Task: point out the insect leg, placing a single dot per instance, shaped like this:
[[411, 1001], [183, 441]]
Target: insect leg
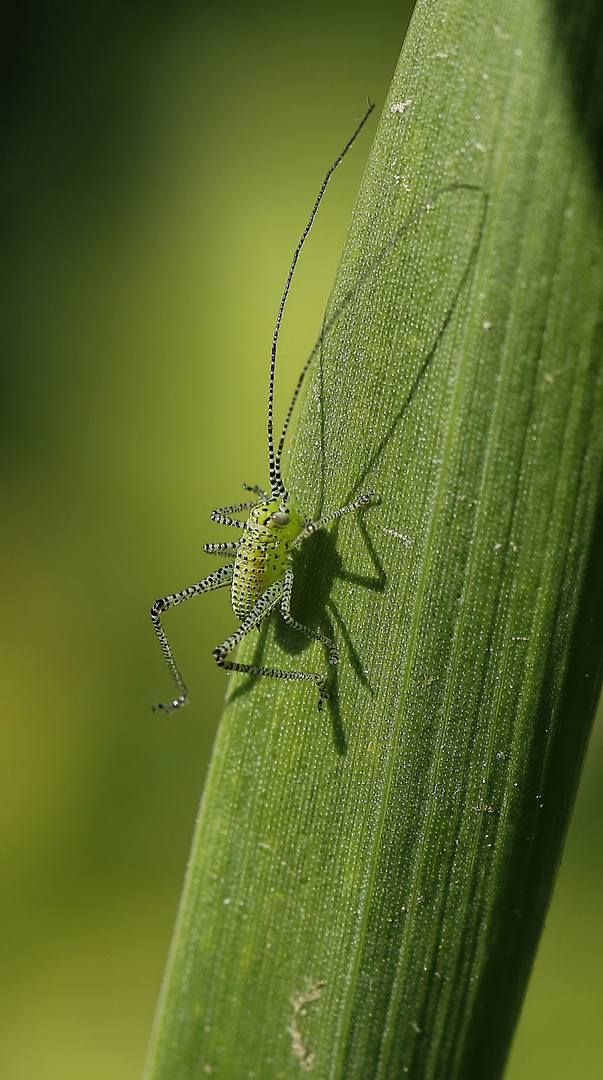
[[285, 611], [216, 580], [224, 550], [257, 490], [223, 518], [321, 523], [266, 604], [236, 508]]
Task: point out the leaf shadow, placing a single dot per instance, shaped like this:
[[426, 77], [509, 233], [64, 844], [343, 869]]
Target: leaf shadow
[[320, 562]]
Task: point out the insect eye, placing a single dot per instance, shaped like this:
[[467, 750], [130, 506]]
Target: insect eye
[[281, 517]]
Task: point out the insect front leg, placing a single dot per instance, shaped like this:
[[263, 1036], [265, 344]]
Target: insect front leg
[[216, 580], [224, 550], [265, 605]]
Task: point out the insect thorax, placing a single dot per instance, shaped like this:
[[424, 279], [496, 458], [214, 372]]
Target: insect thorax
[[264, 552]]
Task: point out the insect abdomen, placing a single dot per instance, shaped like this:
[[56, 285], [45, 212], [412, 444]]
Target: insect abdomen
[[256, 567]]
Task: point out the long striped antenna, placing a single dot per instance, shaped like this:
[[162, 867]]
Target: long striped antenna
[[277, 486], [327, 325]]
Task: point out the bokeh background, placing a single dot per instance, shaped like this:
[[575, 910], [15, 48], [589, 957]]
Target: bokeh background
[[160, 159]]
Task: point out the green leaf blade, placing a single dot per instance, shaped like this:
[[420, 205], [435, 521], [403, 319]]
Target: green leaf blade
[[367, 887]]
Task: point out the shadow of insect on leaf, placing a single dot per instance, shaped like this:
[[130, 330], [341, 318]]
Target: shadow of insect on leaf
[[260, 575], [320, 562]]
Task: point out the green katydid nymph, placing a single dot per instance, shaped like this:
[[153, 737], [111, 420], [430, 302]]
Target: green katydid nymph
[[259, 572]]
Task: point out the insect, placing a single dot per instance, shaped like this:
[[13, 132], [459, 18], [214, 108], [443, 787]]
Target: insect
[[259, 572]]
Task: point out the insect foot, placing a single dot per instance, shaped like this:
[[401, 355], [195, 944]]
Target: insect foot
[[170, 706]]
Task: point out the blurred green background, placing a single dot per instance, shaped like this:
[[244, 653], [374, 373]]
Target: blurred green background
[[160, 160]]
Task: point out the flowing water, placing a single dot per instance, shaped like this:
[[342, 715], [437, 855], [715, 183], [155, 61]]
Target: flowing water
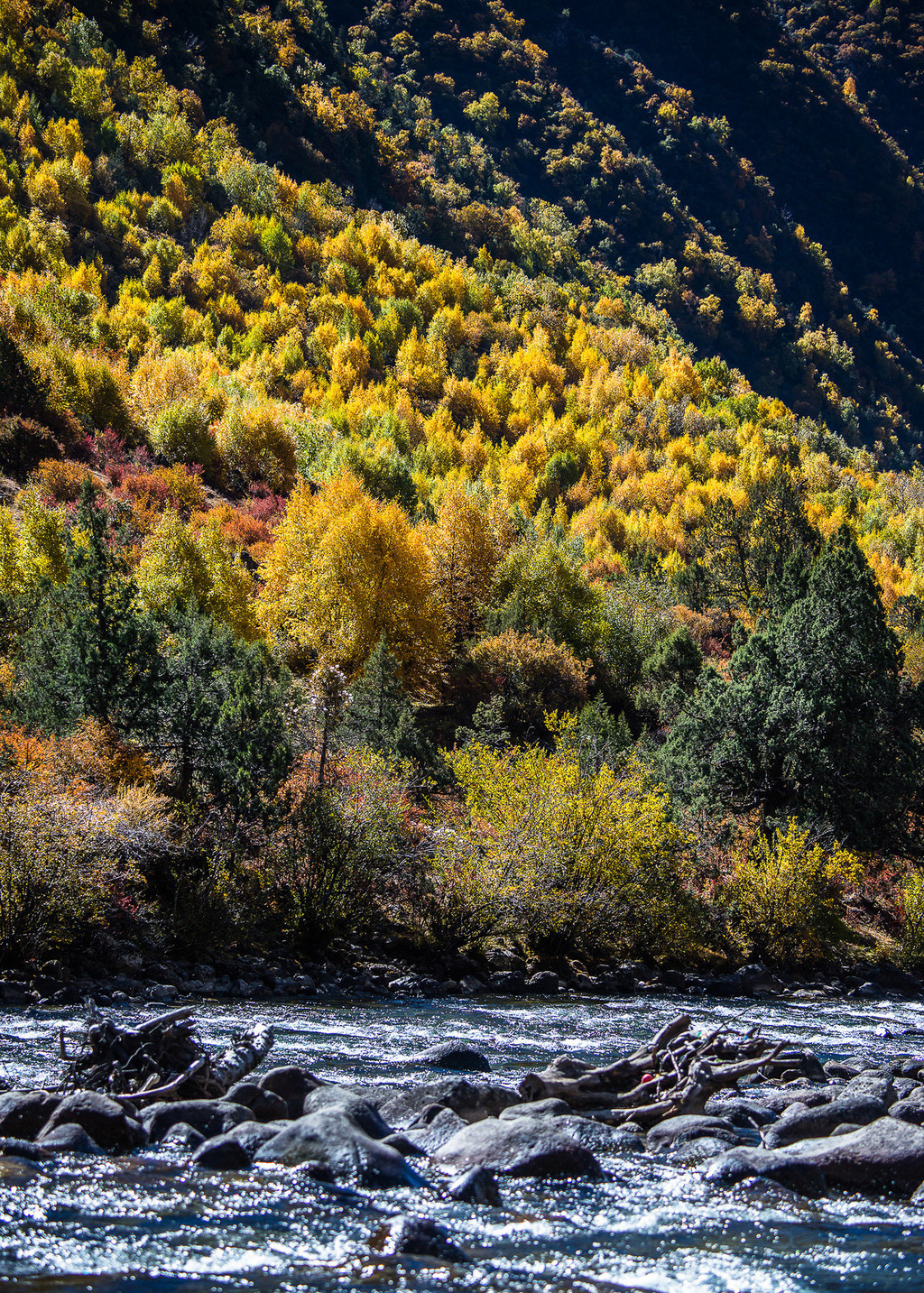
[[152, 1224]]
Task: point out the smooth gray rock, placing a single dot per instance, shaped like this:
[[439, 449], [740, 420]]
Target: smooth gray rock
[[404, 1146], [23, 1113], [355, 1104], [477, 1186], [457, 1057], [741, 1113], [550, 1108], [69, 1138], [332, 1141], [291, 1084], [544, 984], [432, 1131], [223, 1153], [182, 1135], [884, 1158], [687, 1126], [471, 1101], [419, 1236], [101, 1119], [14, 1147], [911, 1108], [520, 1147], [209, 1117], [803, 1123], [265, 1105]]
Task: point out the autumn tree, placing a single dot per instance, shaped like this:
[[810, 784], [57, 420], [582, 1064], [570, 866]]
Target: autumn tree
[[344, 570]]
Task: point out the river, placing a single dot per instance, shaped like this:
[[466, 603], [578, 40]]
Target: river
[[150, 1224]]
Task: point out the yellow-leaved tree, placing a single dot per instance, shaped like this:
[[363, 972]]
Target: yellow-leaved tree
[[559, 859], [177, 564], [344, 570], [467, 543]]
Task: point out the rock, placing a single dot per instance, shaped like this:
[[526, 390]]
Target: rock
[[911, 1108], [23, 1113], [263, 1104], [209, 1117], [471, 1101], [292, 1084], [738, 1165], [702, 1150], [741, 1113], [14, 1147], [184, 1137], [102, 1119], [419, 1236], [685, 1128], [508, 984], [801, 1123], [221, 1153], [520, 1147], [69, 1138], [885, 1156], [454, 1056], [404, 1146], [477, 1186], [544, 984], [353, 1104], [537, 1110], [433, 1133], [331, 1140]]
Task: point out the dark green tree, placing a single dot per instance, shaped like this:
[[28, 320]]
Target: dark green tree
[[90, 651], [220, 734], [380, 716], [744, 556], [813, 720]]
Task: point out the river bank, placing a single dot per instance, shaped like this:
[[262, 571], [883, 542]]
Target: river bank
[[134, 975], [654, 1224]]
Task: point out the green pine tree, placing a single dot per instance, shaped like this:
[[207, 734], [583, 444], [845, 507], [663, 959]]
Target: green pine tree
[[813, 720], [90, 651]]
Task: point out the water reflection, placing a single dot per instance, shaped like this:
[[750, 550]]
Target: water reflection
[[152, 1224]]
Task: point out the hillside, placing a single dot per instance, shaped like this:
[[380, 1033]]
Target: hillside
[[392, 382]]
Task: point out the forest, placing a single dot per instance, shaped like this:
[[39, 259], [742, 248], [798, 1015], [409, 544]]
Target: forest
[[459, 480]]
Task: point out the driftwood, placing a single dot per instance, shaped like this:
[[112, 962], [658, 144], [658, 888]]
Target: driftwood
[[673, 1074], [159, 1059]]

» PROBLEM TO SOLVE
Please give all the records above again, with each "point out" changed to "mark" and nothing else altered. Leave the pictures out.

» WRITTEN REPLY
Task: mark the insect leg, placing a single dot per instance, shaped like this:
[[411, 1001], [183, 441]]
Target: insect leg
[[285, 611], [216, 580], [224, 550], [257, 490], [223, 518], [321, 523], [266, 604], [236, 508]]
Task: mark the leaf shadow, placing a single dot per instance, shaped like this:
[[426, 77], [509, 233], [64, 844], [343, 869]]
Target: leaf shadow
[[320, 562]]
Task: mark the insect eye, placing a single dot per instance, shaped like this:
[[467, 750], [130, 506]]
Target: insect eye
[[281, 517]]
Task: mark the insect front leg, placing a single dot per instance, shaped like this:
[[263, 1036], [265, 344]]
Target: insect front leg
[[216, 580], [224, 550], [265, 605]]
Task: mark the insect thorax, placing a single dot per instance, shaped like this:
[[424, 279], [496, 458], [214, 372]]
Target: insect thorax
[[264, 552]]
Task: mark the insect abdomen, placing a single dot per instance, shaped like this:
[[56, 285], [45, 212], [412, 444]]
Target: insect abdomen
[[256, 567]]
Task: mark the long striped antenna, placing a single dot per instance, shaped like this:
[[162, 867]]
Target: long striped antenna
[[277, 486], [327, 325]]
Task: mark the bokeh background, placing a single dot per instance, shaped like this:
[[575, 910], [15, 48], [589, 957]]
Target: bokeh background
[[160, 159]]
Task: mark the green leaf blade, placing a single dot per instance, shaped like this:
[[420, 205], [435, 521], [403, 319]]
Target: green leaf blade
[[367, 887]]
Task: mark the shadow of insect on leaf, placing a single dot per instance, shaped like this:
[[130, 330], [341, 318]]
Target: shadow of insect on leaf
[[260, 575], [320, 562]]
Task: mark the green katydid nymph, placing a single dot per instance, shaped like this:
[[153, 737], [111, 420], [430, 302]]
Target: green katydid nymph
[[259, 572]]
Task: mark the insect, placing a single dot per instance, shaped like this:
[[13, 132], [459, 18], [214, 108], [443, 787]]
Target: insect
[[259, 572]]
Task: mark the insect foot, placing a single dot per instance, shaped like this:
[[401, 355], [195, 944]]
Target: insect foot
[[170, 706]]
Task: mark the blurred green background, placing a single dot per instance, shaped like this:
[[244, 653], [374, 373]]
Target: blurred green background
[[160, 160]]
Task: mark the flowing water, placing a single dot per instance, shaped like this:
[[342, 715], [437, 855], [715, 183], [155, 61]]
Target: flowing water
[[152, 1224]]
Task: mark the smooth gray rock, placing a single dot per instance, shaped like this:
[[439, 449], [740, 420]]
Target: smooth gray rock
[[404, 1146], [23, 1113], [355, 1104], [477, 1186], [457, 1057], [741, 1113], [550, 1108], [69, 1138], [332, 1141], [291, 1084], [544, 984], [432, 1131], [223, 1153], [182, 1135], [884, 1158], [687, 1126], [471, 1101], [419, 1236], [101, 1119], [14, 1147], [911, 1108], [520, 1147], [209, 1117], [803, 1123], [265, 1105]]
Task: mark the autumn tree, placing a single dot per instance, shaped like this:
[[810, 784], [57, 420], [582, 1064], [570, 866]]
Target: autumn tree
[[344, 570]]
Task: mark the river, placing a single dot per instance, shaped like this:
[[466, 603], [578, 40]]
Target: river
[[150, 1224]]
Task: mark the yellow-leaved tree, placing a single dot per instance, shaped like this:
[[363, 972]]
Target: yellow-leaved tree
[[559, 859], [177, 564], [344, 570], [467, 543]]
Task: mark the rock, placing a single dot per instance, shaped like this:
[[526, 390]]
Target: rock
[[911, 1108], [23, 1113], [263, 1104], [209, 1117], [471, 1101], [292, 1084], [738, 1165], [702, 1150], [741, 1113], [14, 1147], [184, 1137], [102, 1119], [419, 1236], [685, 1128], [508, 984], [801, 1123], [221, 1153], [520, 1147], [69, 1138], [885, 1156], [454, 1056], [404, 1146], [477, 1186], [544, 984], [353, 1104], [537, 1110], [433, 1133], [331, 1140]]
Task: mark the dark green tree, placing a single dot per instance, shaped like this:
[[28, 320]]
Target: dark green tree
[[90, 651], [220, 734], [380, 716], [744, 556], [813, 720]]
Task: mark the river bank, placing a single dot per instance, shaped like this:
[[262, 571], [883, 542]]
Target: river bank
[[134, 975], [654, 1224]]
Task: mark the green pine tree, placing a single dot per instance, shaped like this:
[[207, 734], [583, 444], [845, 507], [663, 959]]
Target: green pine tree
[[813, 720], [90, 651]]
Task: mark the water reflection, placing a single dot per instance, shaped like this:
[[750, 550]]
Target: water reflection
[[152, 1224]]
Task: mark the hillside, placing a single dot per instance, shaped like this:
[[380, 1033]]
Target: hillside
[[392, 382]]
Task: mark the forest, placing a single dot per instance, shaped like this:
[[39, 259], [742, 248], [798, 1015], [409, 544]]
Target: forest
[[459, 480]]
Task: mark the driftwood, placing a single dot per instance, shaped like this:
[[112, 962], [658, 144], [658, 888]]
Target: driftwood
[[673, 1074], [159, 1059]]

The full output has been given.